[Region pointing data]
============================================================
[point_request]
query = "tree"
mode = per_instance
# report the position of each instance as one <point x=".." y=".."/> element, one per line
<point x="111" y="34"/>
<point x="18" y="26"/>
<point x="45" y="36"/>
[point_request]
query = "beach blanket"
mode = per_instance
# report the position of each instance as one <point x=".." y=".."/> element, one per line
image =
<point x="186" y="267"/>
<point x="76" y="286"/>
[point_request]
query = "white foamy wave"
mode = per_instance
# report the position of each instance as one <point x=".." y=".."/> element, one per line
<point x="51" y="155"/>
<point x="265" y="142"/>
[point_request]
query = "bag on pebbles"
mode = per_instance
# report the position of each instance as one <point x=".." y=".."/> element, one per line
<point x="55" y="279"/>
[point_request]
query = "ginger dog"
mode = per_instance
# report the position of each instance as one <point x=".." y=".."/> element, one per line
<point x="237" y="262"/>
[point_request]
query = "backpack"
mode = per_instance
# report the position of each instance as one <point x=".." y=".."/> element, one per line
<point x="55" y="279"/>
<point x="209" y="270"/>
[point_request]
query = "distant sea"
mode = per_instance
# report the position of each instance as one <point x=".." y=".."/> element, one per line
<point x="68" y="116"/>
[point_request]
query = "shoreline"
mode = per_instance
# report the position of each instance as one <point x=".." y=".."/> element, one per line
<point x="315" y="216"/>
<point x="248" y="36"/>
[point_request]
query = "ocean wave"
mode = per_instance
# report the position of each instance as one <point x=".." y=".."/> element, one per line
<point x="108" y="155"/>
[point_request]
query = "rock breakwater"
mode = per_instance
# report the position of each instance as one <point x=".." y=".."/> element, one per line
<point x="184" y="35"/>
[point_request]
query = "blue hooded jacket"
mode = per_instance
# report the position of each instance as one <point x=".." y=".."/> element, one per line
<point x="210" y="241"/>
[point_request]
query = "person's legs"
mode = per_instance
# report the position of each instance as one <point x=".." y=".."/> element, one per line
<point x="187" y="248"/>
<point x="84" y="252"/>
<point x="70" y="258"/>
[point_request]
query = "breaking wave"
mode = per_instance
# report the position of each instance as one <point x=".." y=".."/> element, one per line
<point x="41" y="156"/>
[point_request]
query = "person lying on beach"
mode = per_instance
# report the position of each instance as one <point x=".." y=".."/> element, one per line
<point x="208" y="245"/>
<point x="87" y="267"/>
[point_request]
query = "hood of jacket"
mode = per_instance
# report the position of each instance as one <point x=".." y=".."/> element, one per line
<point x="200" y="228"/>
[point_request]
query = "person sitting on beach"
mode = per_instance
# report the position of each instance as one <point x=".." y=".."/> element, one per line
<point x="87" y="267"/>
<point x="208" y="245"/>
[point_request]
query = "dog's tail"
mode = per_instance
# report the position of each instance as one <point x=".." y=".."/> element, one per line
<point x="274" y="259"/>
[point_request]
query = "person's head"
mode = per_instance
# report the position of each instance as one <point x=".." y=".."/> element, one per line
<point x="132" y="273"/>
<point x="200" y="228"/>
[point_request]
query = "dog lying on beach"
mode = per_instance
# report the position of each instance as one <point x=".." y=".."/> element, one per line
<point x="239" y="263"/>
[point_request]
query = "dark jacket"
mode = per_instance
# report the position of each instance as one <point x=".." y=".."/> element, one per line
============================================================
In the records above, find each line holding "wave" and copy it.

query = "white foamy wave"
query = "ocean wave"
query = "breaking wave"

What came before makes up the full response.